Dataset entries

☆ ☆ ☆

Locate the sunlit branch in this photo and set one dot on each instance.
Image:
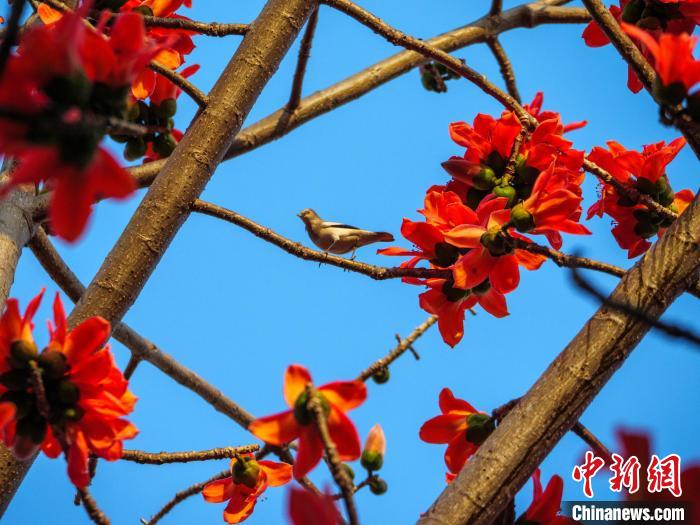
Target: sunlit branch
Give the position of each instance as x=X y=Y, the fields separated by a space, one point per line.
x=162 y=458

☆ ☆ ☆

Exercise requirements:
The lines from the one holding "Give the position" to the final line of the entries, both included, are what should be output, exactly and alone.

Task answer:
Give the position of each instance as x=X y=Y, the fields separated by a space, one point per line.
x=162 y=458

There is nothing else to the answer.